Required task:
Rewrite the items from the line with "In this exercise you will indicate the gray" through the end of the items, changing "stone" to "granite" and leaving everything else unchanged.

(Location annotation dataset excerpts)
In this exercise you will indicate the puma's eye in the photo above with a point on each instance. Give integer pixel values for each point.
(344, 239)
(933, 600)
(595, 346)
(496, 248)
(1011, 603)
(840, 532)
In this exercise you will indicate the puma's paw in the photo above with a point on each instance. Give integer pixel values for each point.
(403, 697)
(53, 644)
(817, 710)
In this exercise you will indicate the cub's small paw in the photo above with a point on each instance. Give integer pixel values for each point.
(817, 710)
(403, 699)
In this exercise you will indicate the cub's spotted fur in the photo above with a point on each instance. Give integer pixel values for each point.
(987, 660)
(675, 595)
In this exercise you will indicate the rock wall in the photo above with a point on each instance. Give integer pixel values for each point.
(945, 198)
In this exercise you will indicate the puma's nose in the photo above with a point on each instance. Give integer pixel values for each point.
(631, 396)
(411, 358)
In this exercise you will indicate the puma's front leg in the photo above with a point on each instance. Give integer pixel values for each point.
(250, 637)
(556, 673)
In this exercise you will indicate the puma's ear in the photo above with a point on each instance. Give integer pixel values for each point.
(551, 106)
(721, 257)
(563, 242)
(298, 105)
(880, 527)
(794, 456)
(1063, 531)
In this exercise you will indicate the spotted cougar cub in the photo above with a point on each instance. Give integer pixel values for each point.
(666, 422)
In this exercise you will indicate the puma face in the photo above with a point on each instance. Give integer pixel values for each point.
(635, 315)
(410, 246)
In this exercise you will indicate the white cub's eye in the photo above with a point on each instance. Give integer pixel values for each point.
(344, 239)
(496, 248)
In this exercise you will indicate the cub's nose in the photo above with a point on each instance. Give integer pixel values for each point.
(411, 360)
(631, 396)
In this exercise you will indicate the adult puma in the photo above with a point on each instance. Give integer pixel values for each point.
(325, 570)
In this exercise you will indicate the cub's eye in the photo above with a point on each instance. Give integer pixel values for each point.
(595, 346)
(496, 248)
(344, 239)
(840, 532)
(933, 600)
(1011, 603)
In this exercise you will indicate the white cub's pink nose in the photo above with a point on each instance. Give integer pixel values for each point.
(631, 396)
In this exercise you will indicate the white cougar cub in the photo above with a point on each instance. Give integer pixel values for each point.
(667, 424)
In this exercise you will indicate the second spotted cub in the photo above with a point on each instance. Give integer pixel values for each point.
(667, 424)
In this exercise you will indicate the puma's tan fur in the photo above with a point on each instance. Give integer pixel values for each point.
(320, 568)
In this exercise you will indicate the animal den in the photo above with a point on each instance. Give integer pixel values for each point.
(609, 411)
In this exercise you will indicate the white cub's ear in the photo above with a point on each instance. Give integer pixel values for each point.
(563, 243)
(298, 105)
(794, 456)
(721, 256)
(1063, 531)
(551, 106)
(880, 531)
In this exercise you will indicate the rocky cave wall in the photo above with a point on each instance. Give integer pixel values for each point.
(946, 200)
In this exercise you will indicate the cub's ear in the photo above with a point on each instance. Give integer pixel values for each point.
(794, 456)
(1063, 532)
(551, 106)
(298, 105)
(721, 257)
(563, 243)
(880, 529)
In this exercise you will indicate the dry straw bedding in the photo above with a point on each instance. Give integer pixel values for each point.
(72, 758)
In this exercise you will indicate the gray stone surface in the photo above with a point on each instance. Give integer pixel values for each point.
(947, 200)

Exercise solution:
In this exercise you will indicate the gray granite surface in the photo above with a point on each instance. Give integer pixel values for each point.
(947, 200)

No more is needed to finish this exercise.